-- PROVIDED INFORMATION start --
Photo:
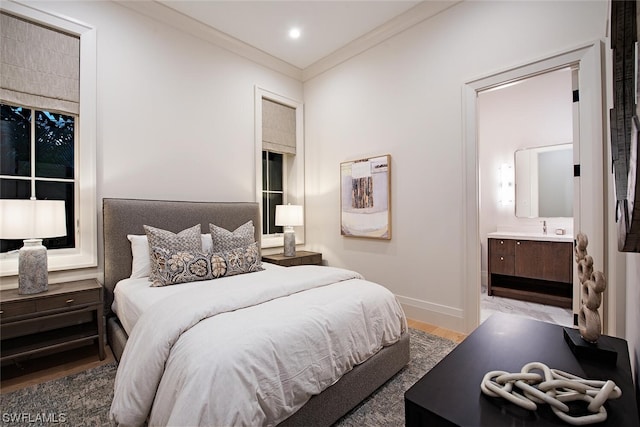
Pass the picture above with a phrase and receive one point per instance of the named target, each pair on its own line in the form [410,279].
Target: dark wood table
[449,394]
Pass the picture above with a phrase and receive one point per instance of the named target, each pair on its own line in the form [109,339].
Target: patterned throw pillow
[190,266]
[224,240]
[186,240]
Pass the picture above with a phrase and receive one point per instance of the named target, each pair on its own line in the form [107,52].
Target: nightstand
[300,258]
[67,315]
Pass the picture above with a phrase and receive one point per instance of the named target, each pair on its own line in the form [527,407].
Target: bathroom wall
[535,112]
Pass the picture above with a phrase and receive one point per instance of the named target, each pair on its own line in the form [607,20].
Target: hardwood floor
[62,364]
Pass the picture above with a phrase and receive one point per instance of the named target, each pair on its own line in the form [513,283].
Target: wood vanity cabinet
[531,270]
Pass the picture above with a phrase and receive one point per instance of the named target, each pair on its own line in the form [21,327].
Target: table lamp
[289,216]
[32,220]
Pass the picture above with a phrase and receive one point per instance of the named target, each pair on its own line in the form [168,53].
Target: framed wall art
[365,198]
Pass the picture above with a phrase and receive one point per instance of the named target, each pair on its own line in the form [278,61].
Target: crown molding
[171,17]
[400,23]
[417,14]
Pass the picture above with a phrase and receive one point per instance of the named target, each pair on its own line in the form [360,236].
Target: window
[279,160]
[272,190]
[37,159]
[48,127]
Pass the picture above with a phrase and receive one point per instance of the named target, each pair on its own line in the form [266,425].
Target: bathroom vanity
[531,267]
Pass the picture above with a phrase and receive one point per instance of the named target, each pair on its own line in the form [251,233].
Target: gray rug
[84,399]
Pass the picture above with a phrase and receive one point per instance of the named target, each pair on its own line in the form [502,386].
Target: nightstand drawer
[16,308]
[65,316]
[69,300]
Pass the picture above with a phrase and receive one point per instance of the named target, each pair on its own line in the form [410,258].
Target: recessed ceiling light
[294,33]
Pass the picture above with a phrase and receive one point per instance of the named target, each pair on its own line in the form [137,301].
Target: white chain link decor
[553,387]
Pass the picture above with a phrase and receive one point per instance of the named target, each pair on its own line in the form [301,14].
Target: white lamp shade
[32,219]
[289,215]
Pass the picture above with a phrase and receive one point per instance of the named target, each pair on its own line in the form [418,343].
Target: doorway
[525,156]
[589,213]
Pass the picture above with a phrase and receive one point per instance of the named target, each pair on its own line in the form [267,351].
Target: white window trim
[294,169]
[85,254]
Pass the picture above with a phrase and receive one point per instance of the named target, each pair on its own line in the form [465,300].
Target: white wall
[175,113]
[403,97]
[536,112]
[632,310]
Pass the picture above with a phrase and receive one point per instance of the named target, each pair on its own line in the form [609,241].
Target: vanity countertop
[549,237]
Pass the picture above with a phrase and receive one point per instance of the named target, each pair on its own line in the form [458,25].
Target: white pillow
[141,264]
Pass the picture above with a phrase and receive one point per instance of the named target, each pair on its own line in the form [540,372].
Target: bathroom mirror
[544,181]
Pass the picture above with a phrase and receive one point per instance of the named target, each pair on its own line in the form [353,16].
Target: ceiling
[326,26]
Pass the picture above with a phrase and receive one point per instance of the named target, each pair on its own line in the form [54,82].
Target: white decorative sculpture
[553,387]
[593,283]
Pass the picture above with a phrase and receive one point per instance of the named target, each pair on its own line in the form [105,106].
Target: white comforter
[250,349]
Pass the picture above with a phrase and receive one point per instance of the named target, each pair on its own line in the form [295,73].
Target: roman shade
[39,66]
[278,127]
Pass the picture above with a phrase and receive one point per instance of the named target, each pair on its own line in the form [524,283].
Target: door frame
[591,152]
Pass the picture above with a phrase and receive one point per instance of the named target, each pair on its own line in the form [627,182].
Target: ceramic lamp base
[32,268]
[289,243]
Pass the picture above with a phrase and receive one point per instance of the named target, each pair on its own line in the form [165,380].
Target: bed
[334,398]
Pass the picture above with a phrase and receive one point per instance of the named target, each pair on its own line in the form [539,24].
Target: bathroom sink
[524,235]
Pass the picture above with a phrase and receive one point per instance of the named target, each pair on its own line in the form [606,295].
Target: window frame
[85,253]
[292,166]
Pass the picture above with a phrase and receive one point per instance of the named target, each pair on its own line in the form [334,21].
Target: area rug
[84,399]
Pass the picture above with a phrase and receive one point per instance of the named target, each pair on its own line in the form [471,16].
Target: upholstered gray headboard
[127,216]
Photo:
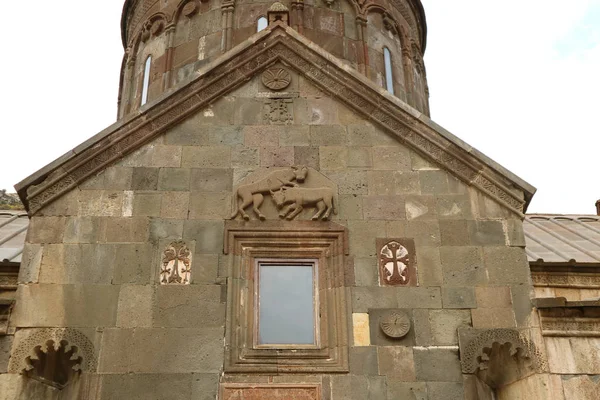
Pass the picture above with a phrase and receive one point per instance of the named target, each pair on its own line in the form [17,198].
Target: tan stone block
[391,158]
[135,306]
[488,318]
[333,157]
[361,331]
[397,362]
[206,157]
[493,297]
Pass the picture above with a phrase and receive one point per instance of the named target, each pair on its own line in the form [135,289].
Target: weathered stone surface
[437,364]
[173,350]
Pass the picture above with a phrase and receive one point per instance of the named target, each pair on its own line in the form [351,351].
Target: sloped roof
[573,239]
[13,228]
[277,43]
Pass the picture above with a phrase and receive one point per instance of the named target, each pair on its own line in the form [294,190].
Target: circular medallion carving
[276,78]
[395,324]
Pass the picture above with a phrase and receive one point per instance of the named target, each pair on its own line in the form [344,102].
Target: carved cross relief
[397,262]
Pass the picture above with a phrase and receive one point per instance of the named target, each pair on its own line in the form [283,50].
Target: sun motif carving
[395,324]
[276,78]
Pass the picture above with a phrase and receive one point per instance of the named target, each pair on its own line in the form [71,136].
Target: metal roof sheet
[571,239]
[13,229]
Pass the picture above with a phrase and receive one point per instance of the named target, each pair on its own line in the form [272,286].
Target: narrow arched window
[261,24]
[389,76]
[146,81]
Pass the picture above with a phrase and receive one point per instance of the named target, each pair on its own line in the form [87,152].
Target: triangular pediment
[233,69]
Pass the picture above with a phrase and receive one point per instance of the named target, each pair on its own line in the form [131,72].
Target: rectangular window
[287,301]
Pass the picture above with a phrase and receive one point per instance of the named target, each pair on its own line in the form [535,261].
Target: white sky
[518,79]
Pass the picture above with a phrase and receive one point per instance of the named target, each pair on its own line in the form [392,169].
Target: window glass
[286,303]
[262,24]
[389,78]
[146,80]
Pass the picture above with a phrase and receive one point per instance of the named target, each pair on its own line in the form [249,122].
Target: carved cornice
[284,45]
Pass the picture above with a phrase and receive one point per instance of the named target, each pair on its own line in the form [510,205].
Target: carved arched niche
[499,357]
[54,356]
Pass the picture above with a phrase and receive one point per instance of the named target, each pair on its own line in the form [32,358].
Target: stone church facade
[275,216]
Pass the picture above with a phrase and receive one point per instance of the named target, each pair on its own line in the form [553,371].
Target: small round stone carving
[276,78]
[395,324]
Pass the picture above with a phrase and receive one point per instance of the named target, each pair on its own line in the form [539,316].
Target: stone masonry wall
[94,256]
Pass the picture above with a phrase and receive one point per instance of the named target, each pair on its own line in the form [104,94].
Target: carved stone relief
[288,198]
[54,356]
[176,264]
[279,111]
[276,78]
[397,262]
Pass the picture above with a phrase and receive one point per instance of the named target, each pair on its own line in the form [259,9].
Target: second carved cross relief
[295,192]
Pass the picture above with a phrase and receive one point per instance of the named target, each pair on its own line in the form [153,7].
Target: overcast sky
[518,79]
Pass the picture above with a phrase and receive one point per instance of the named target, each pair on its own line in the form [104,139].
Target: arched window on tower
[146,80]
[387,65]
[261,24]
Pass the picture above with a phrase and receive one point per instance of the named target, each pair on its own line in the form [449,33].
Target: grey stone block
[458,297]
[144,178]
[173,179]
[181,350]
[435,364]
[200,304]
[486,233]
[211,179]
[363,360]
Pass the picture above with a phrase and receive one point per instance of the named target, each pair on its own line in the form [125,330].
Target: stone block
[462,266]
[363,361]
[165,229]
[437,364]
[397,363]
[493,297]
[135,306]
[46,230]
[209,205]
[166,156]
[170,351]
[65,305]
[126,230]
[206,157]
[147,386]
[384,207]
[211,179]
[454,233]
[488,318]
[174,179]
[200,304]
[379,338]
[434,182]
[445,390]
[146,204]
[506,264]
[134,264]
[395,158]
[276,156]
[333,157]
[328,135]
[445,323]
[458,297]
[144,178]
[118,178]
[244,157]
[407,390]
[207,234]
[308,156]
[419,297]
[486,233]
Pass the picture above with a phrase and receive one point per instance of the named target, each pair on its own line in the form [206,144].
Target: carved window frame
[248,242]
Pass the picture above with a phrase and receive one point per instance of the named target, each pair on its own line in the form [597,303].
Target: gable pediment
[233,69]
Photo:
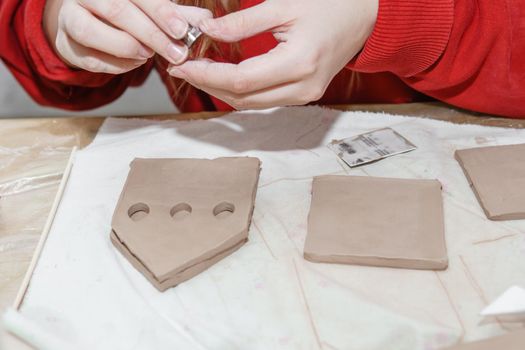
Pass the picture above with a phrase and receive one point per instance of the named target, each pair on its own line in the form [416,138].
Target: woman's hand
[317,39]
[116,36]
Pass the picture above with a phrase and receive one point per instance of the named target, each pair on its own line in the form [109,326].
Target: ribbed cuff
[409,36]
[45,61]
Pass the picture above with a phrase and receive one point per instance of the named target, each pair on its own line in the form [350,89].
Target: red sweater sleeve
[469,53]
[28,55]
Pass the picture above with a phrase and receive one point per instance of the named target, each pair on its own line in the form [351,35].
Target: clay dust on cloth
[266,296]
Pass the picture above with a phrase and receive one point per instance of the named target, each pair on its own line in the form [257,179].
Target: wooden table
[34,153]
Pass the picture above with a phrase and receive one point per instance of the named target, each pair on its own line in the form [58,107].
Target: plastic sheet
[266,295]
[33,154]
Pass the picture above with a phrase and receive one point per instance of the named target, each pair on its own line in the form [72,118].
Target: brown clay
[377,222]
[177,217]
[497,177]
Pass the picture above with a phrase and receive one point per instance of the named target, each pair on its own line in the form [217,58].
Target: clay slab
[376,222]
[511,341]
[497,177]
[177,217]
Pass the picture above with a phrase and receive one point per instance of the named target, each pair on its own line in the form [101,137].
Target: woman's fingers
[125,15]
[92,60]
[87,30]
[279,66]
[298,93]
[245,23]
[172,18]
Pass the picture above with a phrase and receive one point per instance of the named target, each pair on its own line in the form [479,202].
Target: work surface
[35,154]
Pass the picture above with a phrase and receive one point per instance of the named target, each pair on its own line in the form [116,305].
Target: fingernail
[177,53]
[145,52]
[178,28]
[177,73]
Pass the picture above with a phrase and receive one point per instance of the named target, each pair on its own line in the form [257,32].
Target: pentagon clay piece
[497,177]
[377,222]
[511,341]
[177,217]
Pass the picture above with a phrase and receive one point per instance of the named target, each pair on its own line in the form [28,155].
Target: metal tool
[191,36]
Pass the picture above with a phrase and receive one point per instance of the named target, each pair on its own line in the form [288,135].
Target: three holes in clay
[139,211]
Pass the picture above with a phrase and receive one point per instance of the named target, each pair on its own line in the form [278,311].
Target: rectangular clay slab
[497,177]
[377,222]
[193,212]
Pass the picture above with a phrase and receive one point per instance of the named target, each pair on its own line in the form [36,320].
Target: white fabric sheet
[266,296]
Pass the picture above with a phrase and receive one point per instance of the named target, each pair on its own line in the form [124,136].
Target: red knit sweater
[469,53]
-- PROVIDED INFORMATION end --
▶ YOUR GOAL: Repeat, with no changes, each line from the one with "the form [479,202]." to the end of the listing, including both ends and nothing else.

▶ EXPECTED ANSWER:
Pass the picture above with a phrase and receive one point per instance of the named target, each pair on its own line in the form [479,202].
Target: work surface
[35,154]
Pass the picture above with a phrase and receive one point per instance of the named target, each pair on its own line in the form [116,305].
Target: fingernail
[177,53]
[145,52]
[178,28]
[177,73]
Pass the picture above with a phrase and receive one point per instance of the named target, each pair on its own line in the form [257,32].
Target: pentagon clay piece
[497,177]
[377,222]
[511,341]
[177,217]
Pass the picture above with a phrase and receive one point per instance of the named target, each pair on its own line in the form [28,155].
Target: metal tool
[191,36]
Pass the picture above with a phrase and receive one point per instance of the named target, each pair on its own line in the form [288,135].
Target: three holes in clay
[139,211]
Pass the picture above with a phrase and receive one point per instance of the named target, each pair on its own line in the form [278,311].
Target: rectangular clay slab
[497,177]
[377,222]
[193,212]
Pass the picture above with a phrase and receive one point per instance of the named target, each pair on its own line in the form [36,320].
Target: white fabric sheet
[266,296]
Pass the picture above with a phrase and receive one point per instance of the named target, each pair on its own line in the form [124,136].
Target: red knit sweater
[469,53]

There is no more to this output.